START PAGE TEXT

Background: Sensory neuropathy is a common adverse effect of the nucleoside analogue anti-retroviral drugs didanosine (ddl) and stauvudine (d4T). These drugs are increasingly being used in combination, and it is not currently known whether the incidence of neuropathy is higher with combination compared to individual drug use. It is also not known if hydroxyurea, used to potentiate the antiviral efficacy of these drugs, may also increase the risk of neuropathy. The purpose of this analysis is to investigate if the combination of ddl and d4T, with or without hydroxyurea, has a higher incidence of neuropathy than a single drug regimen.
Methods: Data were obtained from patients followed longitudinally by the Johns Hopkins AIDS Services. Incidence rates of development of neuropathy were calculated for each of five regimens: ddl (+/- hydroxyurea), ddl + d4T (+/- hydroxyurea), and d4T. Cox proportional hazard regression was used to compare the relative risk of neuropathy for each regimen adjusting for CD4 cell count, other drugs received, and time on therapy.
Results: A total of 1116 patients received at least one of the five regimens. There were 117 cases of neuropathy. The crude incidence rate of neuropathy ranged from 6.8 cases per 100 person-years for ddl to 28.6 cases per 100 person-years for ddl + d4T + hydroxyurea. Compared with ddl alone, and adjusting for CD4 cell counts and other variables, the relative risk of neuropathy was 1.39 [95% confidence interval (CI): 0.84-2.32] for d4T alone, 2.35 (95% CI: 0.69-8.07) for ddl + hydroxyurea, 3.50 (95% CI: 1.81-6.77) for ddl + d4T, and 7.80 (95% CI: 3.92-15.5) for ddl + d4T + hydroxyurea.
Conclusions: Based on the data, the risk of neuropathy is additive or even synergistic for ddl + d4T + hydroxyurea compared with ddl or d4T alone. The combination of ddl + d4T also increases the risk of neuropathy but less than when hydroxyurea is included.

END PAGE TEXT

● **WORK INSTRUCTIONS**:
1. According to the abstract, how many patients received at least one of the five regimens?
2. Copy word for word the part of the abstract between "Background: Sensory neuropathy" and "single drug regimen.", inclusive.
The data that come next are separate from the abstract.

START DATA SEGMENT

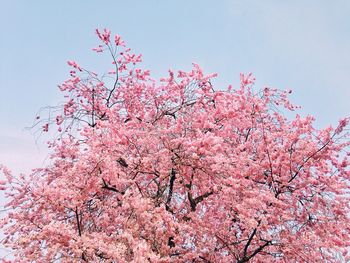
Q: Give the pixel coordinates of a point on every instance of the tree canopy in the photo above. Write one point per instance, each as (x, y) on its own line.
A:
(177, 171)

END DATA SEGMENT

● **ANSWERS TO THE PROBLEMS**:
1. 1116 patients.

2.
Background: Sensory neuropathy is a common adverse effect of the nucleoside analogue anti-retroviral drugs didanosine (ddl) and stauvudine (d4T). These drugs are increasingly being used in combination, and it is not currently known whether the incidence of neuropathy is higher with combination compared to individual drug use. It is also not known if hydroxyurea, used to potentiate the antiviral efficacy of these drugs, may also increase the risk of neuropathy. The purpose of this analysis is to investigate if the combination of ddl and d4T, with or without hydroxyurea, has a higher incidence of neuropathy than a single drug regimen.